>> start Data rows

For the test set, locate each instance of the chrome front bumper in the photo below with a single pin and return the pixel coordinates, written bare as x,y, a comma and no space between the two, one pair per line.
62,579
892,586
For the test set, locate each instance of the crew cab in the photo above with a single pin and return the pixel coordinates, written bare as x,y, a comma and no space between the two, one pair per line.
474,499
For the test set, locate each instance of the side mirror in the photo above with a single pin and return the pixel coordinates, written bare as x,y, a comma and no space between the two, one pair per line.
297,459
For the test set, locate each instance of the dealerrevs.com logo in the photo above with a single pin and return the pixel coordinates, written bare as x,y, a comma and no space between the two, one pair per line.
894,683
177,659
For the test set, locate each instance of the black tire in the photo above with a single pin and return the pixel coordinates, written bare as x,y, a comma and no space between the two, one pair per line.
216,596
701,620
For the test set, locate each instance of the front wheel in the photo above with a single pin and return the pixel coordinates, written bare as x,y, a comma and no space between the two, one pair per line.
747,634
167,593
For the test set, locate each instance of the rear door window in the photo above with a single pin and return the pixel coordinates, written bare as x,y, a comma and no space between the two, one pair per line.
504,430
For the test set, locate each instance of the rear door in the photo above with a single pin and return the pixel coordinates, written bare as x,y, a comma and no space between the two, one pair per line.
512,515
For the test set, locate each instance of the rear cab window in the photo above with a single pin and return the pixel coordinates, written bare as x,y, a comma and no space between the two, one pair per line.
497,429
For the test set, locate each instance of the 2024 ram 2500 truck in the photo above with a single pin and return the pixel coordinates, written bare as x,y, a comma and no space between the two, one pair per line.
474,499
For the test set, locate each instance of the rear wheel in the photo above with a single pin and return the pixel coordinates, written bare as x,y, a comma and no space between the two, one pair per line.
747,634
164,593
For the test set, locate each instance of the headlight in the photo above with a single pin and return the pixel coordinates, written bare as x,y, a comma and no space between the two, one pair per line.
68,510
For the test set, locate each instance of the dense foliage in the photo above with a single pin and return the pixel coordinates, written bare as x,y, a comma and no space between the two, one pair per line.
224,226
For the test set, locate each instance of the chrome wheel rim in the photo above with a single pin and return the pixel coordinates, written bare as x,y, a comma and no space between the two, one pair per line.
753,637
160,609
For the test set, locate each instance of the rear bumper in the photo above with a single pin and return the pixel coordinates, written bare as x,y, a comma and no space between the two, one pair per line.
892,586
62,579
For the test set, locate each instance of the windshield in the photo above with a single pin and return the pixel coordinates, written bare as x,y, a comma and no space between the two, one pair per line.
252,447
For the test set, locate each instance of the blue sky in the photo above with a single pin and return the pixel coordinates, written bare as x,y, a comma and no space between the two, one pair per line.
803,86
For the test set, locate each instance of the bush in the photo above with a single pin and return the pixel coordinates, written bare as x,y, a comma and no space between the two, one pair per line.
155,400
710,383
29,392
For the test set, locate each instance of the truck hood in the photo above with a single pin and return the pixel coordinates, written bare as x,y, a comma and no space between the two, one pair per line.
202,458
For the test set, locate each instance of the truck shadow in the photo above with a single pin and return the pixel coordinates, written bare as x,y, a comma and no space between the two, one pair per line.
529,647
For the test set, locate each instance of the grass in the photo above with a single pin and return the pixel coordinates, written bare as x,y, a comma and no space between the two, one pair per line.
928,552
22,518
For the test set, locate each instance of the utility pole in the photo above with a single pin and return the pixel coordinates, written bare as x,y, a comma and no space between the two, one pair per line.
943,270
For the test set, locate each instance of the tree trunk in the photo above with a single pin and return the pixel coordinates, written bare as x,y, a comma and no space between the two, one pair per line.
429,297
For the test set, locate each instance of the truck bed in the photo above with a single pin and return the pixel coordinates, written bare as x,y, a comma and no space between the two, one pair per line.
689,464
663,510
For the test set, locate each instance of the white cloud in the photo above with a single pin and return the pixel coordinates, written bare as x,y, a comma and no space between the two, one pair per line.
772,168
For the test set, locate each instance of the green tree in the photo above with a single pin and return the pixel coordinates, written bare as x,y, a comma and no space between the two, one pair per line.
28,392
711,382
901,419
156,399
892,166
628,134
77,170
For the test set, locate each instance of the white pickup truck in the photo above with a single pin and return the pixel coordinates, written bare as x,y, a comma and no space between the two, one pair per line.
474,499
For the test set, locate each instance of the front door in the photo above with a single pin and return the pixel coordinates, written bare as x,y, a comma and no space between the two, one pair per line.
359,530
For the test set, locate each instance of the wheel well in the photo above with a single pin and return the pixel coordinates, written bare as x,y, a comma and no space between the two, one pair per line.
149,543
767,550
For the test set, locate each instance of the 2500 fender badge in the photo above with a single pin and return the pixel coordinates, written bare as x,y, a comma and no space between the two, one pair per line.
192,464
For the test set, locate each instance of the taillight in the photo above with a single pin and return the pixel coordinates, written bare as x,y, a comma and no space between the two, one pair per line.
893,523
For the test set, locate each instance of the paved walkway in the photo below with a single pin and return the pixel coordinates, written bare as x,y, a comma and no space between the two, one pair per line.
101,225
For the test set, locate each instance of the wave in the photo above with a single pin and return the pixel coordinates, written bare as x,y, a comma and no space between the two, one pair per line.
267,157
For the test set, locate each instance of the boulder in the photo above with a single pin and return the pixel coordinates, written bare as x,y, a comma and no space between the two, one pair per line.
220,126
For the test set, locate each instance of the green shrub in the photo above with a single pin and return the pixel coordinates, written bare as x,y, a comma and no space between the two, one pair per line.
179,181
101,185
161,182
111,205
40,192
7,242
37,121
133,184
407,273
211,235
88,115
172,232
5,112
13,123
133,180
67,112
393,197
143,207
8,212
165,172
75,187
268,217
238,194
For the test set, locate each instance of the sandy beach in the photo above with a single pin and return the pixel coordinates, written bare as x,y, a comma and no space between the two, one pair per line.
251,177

>> end Data rows

▶ [Objective]
All entries shown above should be printed again exactly.

▶ [Problem solution]
For the test set, locate each instance of the chrome front bumper in the photo below with a single pin and return the pixel coordinates, written bare as x,y, a comma and no space between the two, one pair per line.
62,579
892,586
For the test set, locate each instance of the crew cab in the photo above with a single pin and return the pixel coordinates, written bare as x,y, a comma and no space between the two, one pair per line.
474,499
For the test set, locate each instance of the side mirror in the photo above with a single pin and return the pixel coordinates, written bare as x,y, a comma and no space between the two, one pair per line.
297,459
For the test set, locate each instance of the dealerrevs.com logo in the photo above with a single pin and return the pixel coordinates, written bare as x,y, a comma and no space between the two, one pair per line.
894,683
177,659
For the test set, locate each instance of the black tire in the photo above with a single pin and return the pixel coordinates, written bare as x,y, a comma and no space between the two, one pair per line.
216,596
701,620
For the test set, locate each instance of the front wheel in the photo above with a single pin and return the pixel coordinates, written bare as x,y, a comma and no space between the two, one pair per line.
747,634
167,593
For the test set, locate each instance of the rear door window in the photo above with a single pin and return the pixel coordinates, written bare as x,y, a comma and no space between the two, one pair per line.
504,430
For the test set, locate each instance of the rear door in the photo above with a single pin and return the pixel coordinates, written bare as x,y, a comma and no space between the two, one pair per line.
512,515
For the test set, locate each instance of the rear cab window in the photo above with a single pin and return the pixel coordinates, written bare as x,y, a comma and no space between the two, one pair per line.
497,429
For the test set, locate each instance of the 2024 ram 2500 truck in the photo above with a single pin and return the pixel coordinates, written bare as x,y, a comma and no space between the two, one pair per line.
474,499
For the test set, locate each instance of the rear wheel in the photo above with a single pin and return the pixel coordinates, written bare as x,y, a comma and no space between the two, one pair per line.
747,634
164,593
For the test set, locate each instance of the headlight in the photo above with a single pin and return the pixel coordinates, written bare as x,y, a comma and no space between the two, one pair per line.
68,510
For the test set, locate each instance of the dense foliage in the photo above with a single pin and return the pixel coordinates, written bare as x,y, a comma and no space between the two, one pair per line.
224,226
For the test set, locate each instance of the chrome wheel rim in the photo above with a single pin and return the pixel coordinates, written bare as x,y, a comma and no space between the two, one pair per line.
753,637
160,609
For the test set, locate each instance of the rear bumper in the photo above with a single pin and return the pixel coordinates, written bare as x,y, a comma and no space between the two, one pair per line.
892,586
62,579
For the test set, locate each instance of the windshield in the photo above with a single pin and return the pixel coordinates, written bare as x,y, a comma and no space between the two, one pair per line.
252,447
For the test set, locate each instance of the blue sky in the photo above with a single pin and return the pixel coordinates, written bare as x,y, a comma and no space between the two, one pair per line.
803,86
For the test set, locate each instance of the bush in the photo above with a single pin and return the pixel coordinates, written bare as x,y, a comma and no space between the two, one pair per line.
155,400
710,383
29,392
For the test set, locate each instance of the truck hood in the photo above with a single pin and return the pixel coordinates, written bare as x,y, a comma and no space between the two, one pair per line.
202,458
For the test set, locate each instance of the truck shadow in the photo above with a single pin and return the pixel coordinates, written bare as x,y, a comma and no space between the two, one pair per line.
529,647
For the test set, locate each instance of the grass in the photo above with a single pin and return the pixel coordinates, written bare as x,y, a comma and no space between the two, one pair per line.
928,552
22,518
For the test set, locate each instance of the utility pole in the photo above with a single pin and return the pixel coordinates, written bare as x,y, a comma and no space between the two, one pair per line.
943,270
For the test set, locate each instance of the tree trunk in the photo above with a single pin and return the pixel coordinates, written bare as x,y, a comma and no space between the two, one pair per line.
429,297
For the test set, locate each instance of the truck bed in the photo above with a single pin and return the pixel coordinates, written bare as x,y, a comma and no space between the two, one pair per line.
689,464
663,510
For the test set, locate each instance of the white cloud in the photo above with a single pin and return the pixel coordinates, written bare as x,y, a comma and no space between the two, one pair per line.
772,168
For the test set, locate each instance of the green tree in the photo above with a single pin and return the pixel coordinates, written bare as x,y, a comma and no space between the two, one pair per line.
28,392
711,382
901,419
156,399
892,166
628,134
77,170
For the test set, locate each instance of the white pickup truck in the photo above with a single pin and return the pixel coordinates, written bare as x,y, a comma and no space between the two, one pair per line.
474,499
For the test set, locate each instance of the front door in the photo above with a single pin and return the pixel coordinates, written bare as x,y, a comma and no space between the two, one pair per line.
359,530
For the test set, locate each instance of the wheel well in the photo above with a single pin and return the pixel coordinates, written bare as x,y, a comma and no space between the two, one pair per line.
149,543
767,550
For the test set, locate each instance of the 2500 fender badge in the photo above with a single pin and return the pixel coordinates, written bare as x,y, a comma and no space between the two, one pair per line.
192,464
For the test set, locate each instance of the taillight in the photo above with a single pin and return the pixel coordinates, written bare as x,y, a comma and no space between the two, one pair per line.
893,523
For the test set, locate each instance of the paved walkway in the photo below with a single pin and return the pixel coordinates, written bare as x,y, a comma and no space between the two, one pair per line.
101,225
For the test set, locate each instance of the wave in the photo above with a single pin and return the pixel coordinates, written bare as x,y, a comma and no space between the two, one pair per line.
267,157
For the test set, locate each instance of the boulder in the photo above with a single pin and return the pixel coordinates, written bare as x,y, a comma and no space between the two, one pair per line.
220,126
For the test set, locate each instance of the green shrub in the photo above with a single pin and return the pixel coordinates, written bare as x,y, a comma and no space between the two, one pair per line.
179,181
101,185
161,182
111,205
40,192
7,242
37,121
133,184
407,273
211,235
88,115
172,232
5,112
13,123
133,180
67,112
393,197
143,207
8,212
165,172
75,187
268,217
238,194
For the test set, locate each instance of the sandy beach in the photo above with a single pin and return the pixel coordinates, written bare as x,y, a comma and no space between the two, one pair per line.
251,177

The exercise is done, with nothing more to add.